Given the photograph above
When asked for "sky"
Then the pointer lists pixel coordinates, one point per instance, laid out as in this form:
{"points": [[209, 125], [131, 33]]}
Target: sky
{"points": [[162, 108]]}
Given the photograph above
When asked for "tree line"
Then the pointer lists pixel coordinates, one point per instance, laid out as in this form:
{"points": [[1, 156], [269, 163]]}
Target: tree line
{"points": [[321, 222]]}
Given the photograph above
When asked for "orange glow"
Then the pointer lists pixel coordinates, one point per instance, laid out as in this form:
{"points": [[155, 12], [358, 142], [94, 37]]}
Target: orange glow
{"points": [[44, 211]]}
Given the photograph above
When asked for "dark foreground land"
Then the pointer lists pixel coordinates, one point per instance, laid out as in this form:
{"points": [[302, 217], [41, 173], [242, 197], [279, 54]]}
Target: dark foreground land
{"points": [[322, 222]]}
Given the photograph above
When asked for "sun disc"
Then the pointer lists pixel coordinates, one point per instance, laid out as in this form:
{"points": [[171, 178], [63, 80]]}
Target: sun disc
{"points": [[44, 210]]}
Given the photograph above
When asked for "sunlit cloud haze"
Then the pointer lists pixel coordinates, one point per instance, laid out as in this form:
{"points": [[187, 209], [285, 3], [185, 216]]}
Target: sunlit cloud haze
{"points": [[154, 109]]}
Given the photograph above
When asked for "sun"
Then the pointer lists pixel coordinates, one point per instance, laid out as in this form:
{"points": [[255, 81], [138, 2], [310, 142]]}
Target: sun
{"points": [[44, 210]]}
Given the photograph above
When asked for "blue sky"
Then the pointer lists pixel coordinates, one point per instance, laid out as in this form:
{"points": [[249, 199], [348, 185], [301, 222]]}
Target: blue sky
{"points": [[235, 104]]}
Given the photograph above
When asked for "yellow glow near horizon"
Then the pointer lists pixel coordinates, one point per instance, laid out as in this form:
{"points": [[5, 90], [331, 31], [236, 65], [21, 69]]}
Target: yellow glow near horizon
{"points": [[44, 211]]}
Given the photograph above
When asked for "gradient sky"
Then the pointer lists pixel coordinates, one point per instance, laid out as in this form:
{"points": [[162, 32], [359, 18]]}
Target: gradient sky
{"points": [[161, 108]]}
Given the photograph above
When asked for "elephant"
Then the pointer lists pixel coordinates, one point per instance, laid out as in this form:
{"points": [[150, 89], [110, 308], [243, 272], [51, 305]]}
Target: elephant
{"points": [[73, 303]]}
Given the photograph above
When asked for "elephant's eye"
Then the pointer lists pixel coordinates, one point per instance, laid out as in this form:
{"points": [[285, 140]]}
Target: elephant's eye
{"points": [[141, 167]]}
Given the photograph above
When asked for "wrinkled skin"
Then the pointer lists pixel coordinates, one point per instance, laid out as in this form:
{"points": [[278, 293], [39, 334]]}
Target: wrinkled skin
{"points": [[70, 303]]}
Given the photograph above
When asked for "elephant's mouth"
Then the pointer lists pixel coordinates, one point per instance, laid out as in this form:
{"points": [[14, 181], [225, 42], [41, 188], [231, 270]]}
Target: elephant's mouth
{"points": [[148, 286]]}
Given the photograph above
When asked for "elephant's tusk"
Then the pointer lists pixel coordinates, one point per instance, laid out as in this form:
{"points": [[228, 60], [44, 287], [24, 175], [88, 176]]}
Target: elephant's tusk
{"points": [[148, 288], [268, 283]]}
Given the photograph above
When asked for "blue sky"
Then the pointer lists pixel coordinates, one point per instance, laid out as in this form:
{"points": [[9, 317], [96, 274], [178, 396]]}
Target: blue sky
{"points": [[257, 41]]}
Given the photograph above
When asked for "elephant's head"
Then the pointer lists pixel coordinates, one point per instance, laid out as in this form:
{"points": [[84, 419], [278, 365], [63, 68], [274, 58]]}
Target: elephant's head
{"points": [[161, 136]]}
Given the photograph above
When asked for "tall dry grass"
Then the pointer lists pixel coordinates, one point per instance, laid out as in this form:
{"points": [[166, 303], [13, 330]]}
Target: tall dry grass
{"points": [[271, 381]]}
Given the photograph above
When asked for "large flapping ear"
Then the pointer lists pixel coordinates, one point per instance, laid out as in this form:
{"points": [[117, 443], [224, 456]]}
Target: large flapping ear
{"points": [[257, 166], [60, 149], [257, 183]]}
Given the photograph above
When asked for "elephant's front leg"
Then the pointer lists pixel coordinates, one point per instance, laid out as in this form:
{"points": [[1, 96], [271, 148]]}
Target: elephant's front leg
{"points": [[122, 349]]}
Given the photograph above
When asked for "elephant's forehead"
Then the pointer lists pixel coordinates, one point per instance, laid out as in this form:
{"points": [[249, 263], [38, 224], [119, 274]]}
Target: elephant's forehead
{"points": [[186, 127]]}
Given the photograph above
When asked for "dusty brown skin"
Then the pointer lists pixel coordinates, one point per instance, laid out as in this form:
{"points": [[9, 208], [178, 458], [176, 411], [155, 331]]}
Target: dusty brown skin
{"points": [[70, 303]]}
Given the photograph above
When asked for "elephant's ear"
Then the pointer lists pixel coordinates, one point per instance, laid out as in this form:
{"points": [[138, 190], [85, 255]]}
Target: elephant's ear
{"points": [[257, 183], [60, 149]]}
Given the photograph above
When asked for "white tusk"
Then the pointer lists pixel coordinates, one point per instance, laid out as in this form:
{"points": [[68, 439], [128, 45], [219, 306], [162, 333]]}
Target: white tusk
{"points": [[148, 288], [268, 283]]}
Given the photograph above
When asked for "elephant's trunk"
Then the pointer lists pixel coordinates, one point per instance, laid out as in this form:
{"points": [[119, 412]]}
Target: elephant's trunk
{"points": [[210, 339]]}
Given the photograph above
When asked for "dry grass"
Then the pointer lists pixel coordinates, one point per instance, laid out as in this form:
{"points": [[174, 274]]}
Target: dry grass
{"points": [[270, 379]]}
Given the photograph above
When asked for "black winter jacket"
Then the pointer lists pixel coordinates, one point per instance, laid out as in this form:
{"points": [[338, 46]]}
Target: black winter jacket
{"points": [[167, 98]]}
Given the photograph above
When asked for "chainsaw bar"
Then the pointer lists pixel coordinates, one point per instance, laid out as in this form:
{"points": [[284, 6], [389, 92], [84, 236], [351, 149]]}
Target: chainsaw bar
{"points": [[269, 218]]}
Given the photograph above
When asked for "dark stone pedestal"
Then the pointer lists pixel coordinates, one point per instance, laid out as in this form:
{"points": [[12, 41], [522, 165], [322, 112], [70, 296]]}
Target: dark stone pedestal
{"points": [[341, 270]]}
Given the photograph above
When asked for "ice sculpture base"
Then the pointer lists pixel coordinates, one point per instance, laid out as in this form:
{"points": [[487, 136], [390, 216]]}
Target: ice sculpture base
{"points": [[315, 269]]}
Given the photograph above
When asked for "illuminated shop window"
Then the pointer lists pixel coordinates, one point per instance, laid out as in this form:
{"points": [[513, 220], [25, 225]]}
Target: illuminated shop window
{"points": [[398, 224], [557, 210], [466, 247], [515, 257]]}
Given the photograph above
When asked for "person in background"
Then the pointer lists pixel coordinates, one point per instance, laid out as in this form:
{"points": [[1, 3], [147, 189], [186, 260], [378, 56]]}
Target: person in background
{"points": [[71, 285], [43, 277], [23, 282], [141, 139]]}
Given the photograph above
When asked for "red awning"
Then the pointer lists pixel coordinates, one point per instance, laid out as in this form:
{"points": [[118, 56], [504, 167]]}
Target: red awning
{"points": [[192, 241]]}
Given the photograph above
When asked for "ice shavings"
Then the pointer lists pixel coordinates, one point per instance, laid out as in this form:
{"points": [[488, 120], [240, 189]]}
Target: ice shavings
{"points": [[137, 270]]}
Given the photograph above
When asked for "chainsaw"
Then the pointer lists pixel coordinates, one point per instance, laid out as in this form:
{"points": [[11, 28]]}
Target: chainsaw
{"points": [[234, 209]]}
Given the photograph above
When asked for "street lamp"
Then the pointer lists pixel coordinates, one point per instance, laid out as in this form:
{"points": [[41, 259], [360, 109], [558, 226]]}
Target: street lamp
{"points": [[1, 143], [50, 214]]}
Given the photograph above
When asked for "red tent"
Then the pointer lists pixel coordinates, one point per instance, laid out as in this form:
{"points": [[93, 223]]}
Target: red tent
····················
** Aim of the task **
Locate each line in the rows above that contains the string "white" and copy those lines out in full. Only matches with the same capitalization count.

** Completed task **
When asked for "white tusk"
Target: white tusk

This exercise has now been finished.